* QUESTIONS TO ANSWER:
(1) Summarize the article on the Cardinals' win over the Marlins in two sentences.
(2) Reproduce word for word the part of the article on the Cardinals' win starting with "Circumstances were born" and going on through "Award-winning left fielder.".
PASSAGE TO READ START
The Cardinals had plenty of reasons to lose to the Marlins on Tuesday evening at loanDepot park. Their starter was outdueled. They were outhit, both in the box score and in terms of any semblance of hard contact in the early goings. And their fielding was worse, with a pair of errors leading to an early Miami run.
But they won, 4-2, with an inning as gritty as they come, to lock up a “blue-collar style” first series victory of 2021.
“It's the sign of good, hard-nose, tough baseball,” said manager Mike Shildt. “Guys are dedicated to what they're doing, regardless of circumstances.”
Circumstances were born from a tough start for John Gant, who allowed a leadoff single before Tyler O’Neill saw a hard-hit ball kick off his glove, and his wonky relay throw to the infield allowed the first Marlin to score and ultimately set up a 2-0 Cards deficit. In the scorebook: a pair of errors for the 2020 Gold Glove Award-winning left fielder.
That set the stage for the sixth inning, which began with back-to-back singles from Tommy Edman and Paul Goldschmidt, only one of which left the infield -- by mere feet. Former Cardinal Sandy Alcantara was cruising to that point, becoming just the third Marlin to ever strike out 10 Cards in a start.
Nolan Arenado walked to load the bases, and then the fundamentals on which the Cardinals pride themselves kicked into high gear:
• Edman quickly seeing an opportunity and scampering home on a wild pitch
• Goldschmidt brilliantly reading a groundout to first to score
• Yadier Molina bringing Arenado home on a sac fly two batters later
It was a come-from-behind victory without an extra-base hit until Dylan Carlson sent insurance 380 feet into left field in the ninth.
“That sixth inning, we were able to battle there and find a way,” Arenado said, “and that's what good teams do. They find ways to win. To win a series like that is a pretty good feeling.”
PASSAGE TO READ END
MATERIAL PROVIDED START
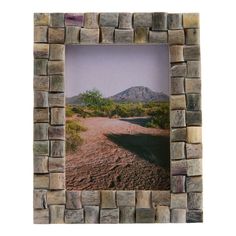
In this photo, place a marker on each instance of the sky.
(114, 68)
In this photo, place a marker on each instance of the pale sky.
(114, 68)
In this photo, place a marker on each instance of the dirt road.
(119, 154)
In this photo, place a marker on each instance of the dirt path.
(119, 154)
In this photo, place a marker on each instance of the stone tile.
(194, 184)
(157, 37)
(40, 199)
(124, 36)
(191, 20)
(74, 19)
(177, 118)
(56, 35)
(178, 216)
(57, 19)
(40, 34)
(143, 199)
(108, 19)
(40, 164)
(72, 35)
(57, 197)
(161, 198)
(125, 198)
(56, 132)
(74, 216)
(142, 20)
(159, 21)
(177, 150)
(127, 215)
(57, 214)
(41, 148)
(90, 198)
(57, 181)
(40, 66)
(177, 85)
(193, 102)
(108, 199)
(163, 214)
(125, 20)
(178, 200)
(89, 36)
(194, 134)
(194, 167)
(179, 167)
(145, 215)
(176, 37)
(178, 184)
(91, 20)
(174, 21)
(57, 148)
(73, 200)
(141, 35)
(192, 36)
(41, 216)
(194, 117)
(107, 35)
(91, 214)
(192, 53)
(41, 18)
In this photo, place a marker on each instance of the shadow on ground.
(152, 148)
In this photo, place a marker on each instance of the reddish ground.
(119, 154)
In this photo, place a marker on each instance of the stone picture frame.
(52, 202)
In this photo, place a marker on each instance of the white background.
(16, 117)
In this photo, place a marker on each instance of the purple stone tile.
(76, 19)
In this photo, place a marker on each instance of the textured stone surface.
(179, 167)
(194, 134)
(157, 37)
(74, 216)
(109, 216)
(127, 215)
(108, 19)
(141, 35)
(56, 35)
(177, 118)
(194, 167)
(159, 21)
(89, 36)
(161, 198)
(41, 148)
(163, 214)
(125, 20)
(125, 198)
(142, 20)
(90, 198)
(91, 214)
(174, 21)
(40, 199)
(176, 37)
(57, 214)
(73, 200)
(145, 215)
(40, 164)
(56, 197)
(108, 199)
(194, 184)
(124, 36)
(57, 148)
(178, 184)
(107, 34)
(191, 20)
(56, 181)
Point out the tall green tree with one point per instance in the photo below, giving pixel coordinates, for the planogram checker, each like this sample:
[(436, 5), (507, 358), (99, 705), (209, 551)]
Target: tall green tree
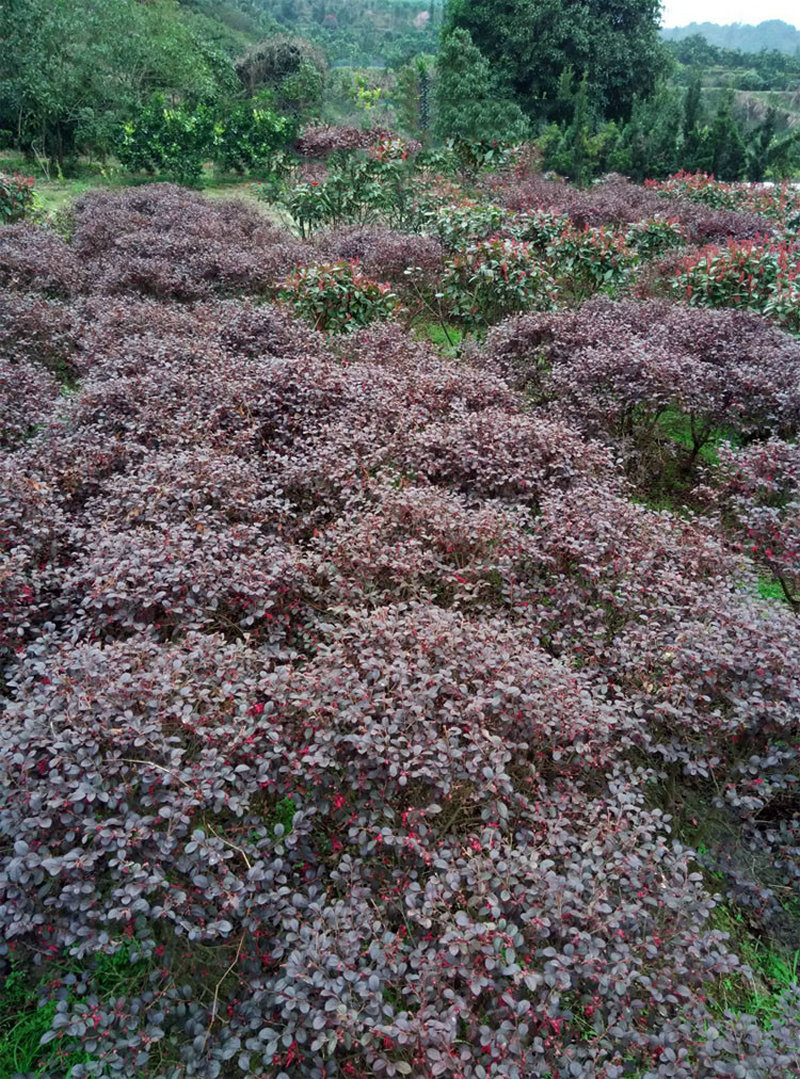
[(729, 153), (70, 70), (469, 103), (528, 43)]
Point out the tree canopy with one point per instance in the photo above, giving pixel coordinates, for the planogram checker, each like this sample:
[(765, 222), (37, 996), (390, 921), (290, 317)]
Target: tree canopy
[(529, 43)]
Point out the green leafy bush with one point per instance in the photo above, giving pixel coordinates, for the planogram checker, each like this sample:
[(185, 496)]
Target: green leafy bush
[(338, 297), (173, 141), (493, 278), (357, 190), (247, 138), (16, 196), (748, 275)]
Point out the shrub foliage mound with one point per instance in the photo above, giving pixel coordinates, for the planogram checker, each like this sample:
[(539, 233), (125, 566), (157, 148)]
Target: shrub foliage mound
[(362, 714)]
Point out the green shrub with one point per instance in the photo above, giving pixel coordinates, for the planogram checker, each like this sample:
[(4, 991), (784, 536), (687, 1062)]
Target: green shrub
[(247, 138), (338, 297), (172, 141)]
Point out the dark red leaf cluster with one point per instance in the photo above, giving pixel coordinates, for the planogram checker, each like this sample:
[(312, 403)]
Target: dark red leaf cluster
[(357, 698), (619, 203)]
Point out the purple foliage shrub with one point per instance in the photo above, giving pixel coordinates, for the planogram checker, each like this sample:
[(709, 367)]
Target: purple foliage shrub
[(356, 702), (383, 253), (32, 259), (759, 487), (621, 203), (615, 368)]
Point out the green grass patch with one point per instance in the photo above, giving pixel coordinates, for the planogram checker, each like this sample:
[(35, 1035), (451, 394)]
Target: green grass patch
[(444, 336), (676, 426), (774, 971), (27, 1011)]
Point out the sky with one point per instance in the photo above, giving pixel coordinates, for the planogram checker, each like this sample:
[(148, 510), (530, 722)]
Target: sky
[(724, 12)]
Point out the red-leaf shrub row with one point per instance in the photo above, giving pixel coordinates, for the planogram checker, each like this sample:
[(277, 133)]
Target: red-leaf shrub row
[(350, 695), (776, 202), (619, 203), (760, 488), (168, 243), (384, 254), (759, 276), (613, 368)]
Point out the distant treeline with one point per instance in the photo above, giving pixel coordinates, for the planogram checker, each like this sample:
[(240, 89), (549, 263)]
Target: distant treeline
[(767, 36)]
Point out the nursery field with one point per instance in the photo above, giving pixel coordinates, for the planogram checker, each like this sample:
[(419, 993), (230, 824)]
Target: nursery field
[(400, 638)]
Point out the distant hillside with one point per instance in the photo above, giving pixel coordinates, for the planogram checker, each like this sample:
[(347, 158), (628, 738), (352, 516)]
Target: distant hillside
[(772, 35)]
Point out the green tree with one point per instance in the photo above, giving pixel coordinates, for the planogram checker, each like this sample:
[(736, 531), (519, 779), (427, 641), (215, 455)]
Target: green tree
[(758, 149), (729, 153), (528, 43), (469, 104), (70, 70)]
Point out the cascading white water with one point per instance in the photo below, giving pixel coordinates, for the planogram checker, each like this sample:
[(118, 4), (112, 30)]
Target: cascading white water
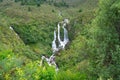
[(54, 46), (62, 44)]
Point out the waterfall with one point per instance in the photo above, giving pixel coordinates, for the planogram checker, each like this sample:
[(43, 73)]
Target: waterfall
[(61, 44), (54, 46)]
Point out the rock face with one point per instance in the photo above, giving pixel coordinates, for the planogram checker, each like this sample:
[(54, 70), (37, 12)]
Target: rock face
[(61, 44)]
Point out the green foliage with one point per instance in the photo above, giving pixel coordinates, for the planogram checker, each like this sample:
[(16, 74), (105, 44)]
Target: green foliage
[(104, 40)]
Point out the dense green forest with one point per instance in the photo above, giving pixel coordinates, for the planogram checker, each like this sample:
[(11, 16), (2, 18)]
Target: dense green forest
[(93, 51)]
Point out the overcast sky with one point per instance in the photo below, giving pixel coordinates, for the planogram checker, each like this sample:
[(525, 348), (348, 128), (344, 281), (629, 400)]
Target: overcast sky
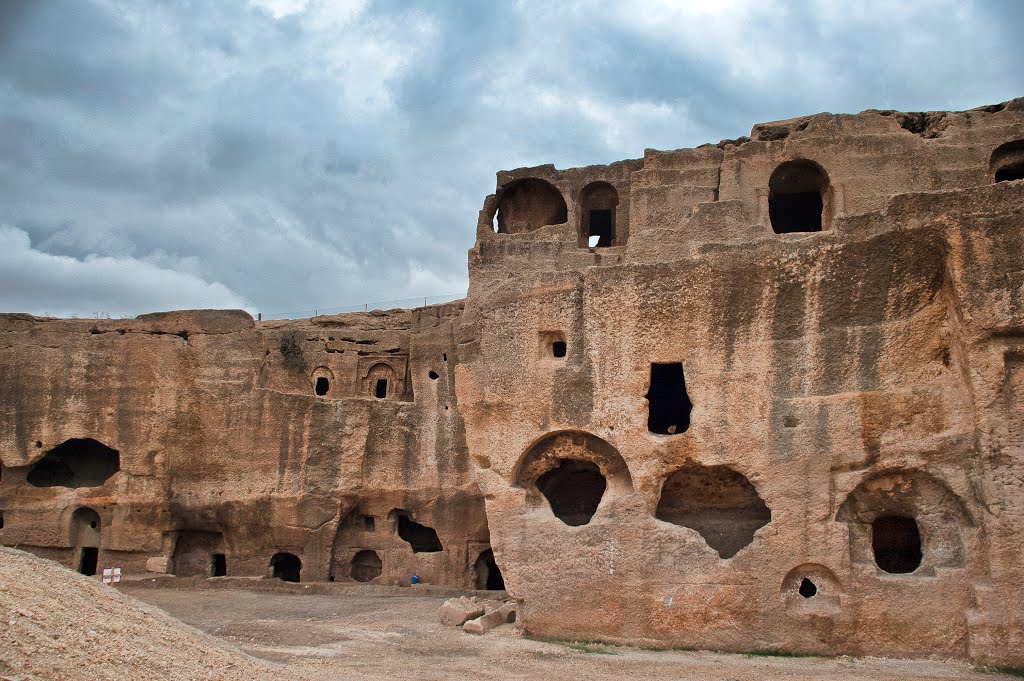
[(285, 155)]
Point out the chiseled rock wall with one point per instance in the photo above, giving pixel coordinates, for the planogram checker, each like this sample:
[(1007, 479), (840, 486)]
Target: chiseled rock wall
[(225, 448), (869, 372), (841, 472)]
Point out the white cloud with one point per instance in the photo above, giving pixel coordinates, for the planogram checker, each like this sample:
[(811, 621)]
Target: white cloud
[(36, 282)]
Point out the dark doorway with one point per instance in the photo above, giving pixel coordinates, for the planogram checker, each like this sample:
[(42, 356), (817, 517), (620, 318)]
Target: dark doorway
[(75, 463), (670, 407), (1010, 173), (896, 543), (421, 538), (573, 490), (796, 198), (88, 561), (600, 226), (367, 566), (488, 577), (286, 566)]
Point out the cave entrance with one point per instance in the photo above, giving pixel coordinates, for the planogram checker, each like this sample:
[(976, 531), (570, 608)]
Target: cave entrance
[(487, 575), (367, 566), (1008, 162), (286, 566), (88, 560), (896, 544), (75, 463), (716, 501), (573, 491), (670, 407), (796, 198), (421, 538), (597, 203)]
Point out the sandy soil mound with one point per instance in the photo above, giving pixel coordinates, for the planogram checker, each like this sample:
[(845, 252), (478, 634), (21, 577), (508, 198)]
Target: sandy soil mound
[(59, 625)]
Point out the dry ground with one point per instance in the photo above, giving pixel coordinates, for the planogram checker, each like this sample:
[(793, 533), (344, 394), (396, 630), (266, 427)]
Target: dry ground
[(332, 631)]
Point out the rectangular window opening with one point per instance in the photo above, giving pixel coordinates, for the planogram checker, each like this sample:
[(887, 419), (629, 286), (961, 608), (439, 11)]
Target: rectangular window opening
[(601, 227), (670, 407)]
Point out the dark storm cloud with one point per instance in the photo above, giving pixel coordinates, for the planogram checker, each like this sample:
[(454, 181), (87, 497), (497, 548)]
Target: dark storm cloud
[(285, 155)]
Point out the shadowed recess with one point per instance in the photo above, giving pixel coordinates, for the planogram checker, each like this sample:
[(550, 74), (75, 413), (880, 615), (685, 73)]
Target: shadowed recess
[(367, 565), (669, 406), (573, 490), (797, 197), (421, 538), (286, 566), (717, 502), (76, 463)]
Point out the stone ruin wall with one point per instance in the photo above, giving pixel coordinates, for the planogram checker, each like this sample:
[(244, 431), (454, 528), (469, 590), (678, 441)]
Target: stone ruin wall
[(852, 395)]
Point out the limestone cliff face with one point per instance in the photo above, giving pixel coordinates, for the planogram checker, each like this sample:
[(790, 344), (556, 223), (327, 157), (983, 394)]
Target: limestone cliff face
[(851, 389), (765, 394), (225, 447)]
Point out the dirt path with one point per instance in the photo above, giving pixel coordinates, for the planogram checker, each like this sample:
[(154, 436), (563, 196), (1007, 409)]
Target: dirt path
[(367, 634)]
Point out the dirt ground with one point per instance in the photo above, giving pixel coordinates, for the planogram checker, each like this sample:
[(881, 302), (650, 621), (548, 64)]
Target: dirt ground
[(331, 632)]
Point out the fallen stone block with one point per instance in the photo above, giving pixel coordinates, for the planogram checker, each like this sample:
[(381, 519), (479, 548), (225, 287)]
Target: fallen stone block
[(455, 611), (485, 623)]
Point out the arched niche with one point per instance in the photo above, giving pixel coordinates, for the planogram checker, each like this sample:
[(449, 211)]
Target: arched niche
[(381, 382), (905, 521), (529, 204), (571, 472), (1007, 163), (598, 204), (80, 462), (799, 198)]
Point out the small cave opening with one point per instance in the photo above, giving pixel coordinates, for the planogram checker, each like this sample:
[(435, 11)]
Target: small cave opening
[(1010, 173), (75, 463), (286, 566), (597, 203), (1007, 162), (421, 538), (573, 491), (669, 403), (487, 575), (367, 566), (896, 544), (796, 198), (529, 204), (88, 560), (718, 502)]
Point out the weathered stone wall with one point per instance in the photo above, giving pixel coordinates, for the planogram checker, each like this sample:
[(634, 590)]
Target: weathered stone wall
[(697, 432), (866, 371), (224, 444)]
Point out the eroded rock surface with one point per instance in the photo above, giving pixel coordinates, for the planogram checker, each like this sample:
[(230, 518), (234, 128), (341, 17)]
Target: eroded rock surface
[(760, 394)]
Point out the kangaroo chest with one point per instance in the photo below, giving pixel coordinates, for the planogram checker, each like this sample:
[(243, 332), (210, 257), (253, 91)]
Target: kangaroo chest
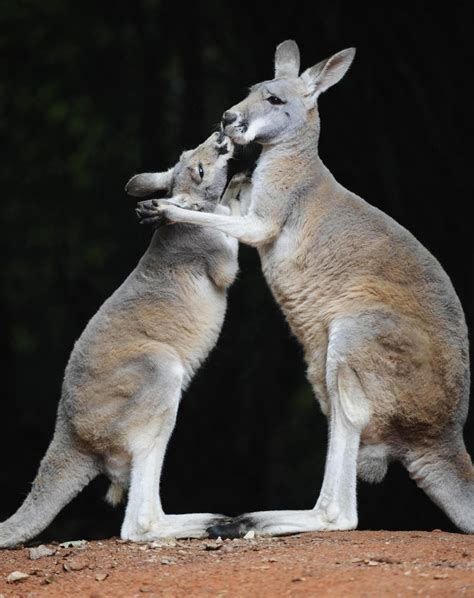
MATERIAL PROVIDED END
* EXERCISE RESPONSES:
(1) The Cardinals beat the Marlins 4-2 on Tuesday evening at loanDepot park even though they were outdueled and outhit, and two errors helped Miami build an early 2-0 lead. In the sixth inning, they loaded the bases and then scored on a wild pitch, a groundout to first, and a sac fly, locking up their first series victory of 2021.

(2)
Circumstances were born from a tough start for John Gant, who allowed a leadoff single before Tyler O’Neill saw a hard-hit ball kick off his glove, and his wonky relay throw to the infield allowed the first Marlin to score and ultimately set up a 2-0 Cards deficit. In the scorebook: a pair of errors for the 2020 Gold Glove Award-winning left fielder.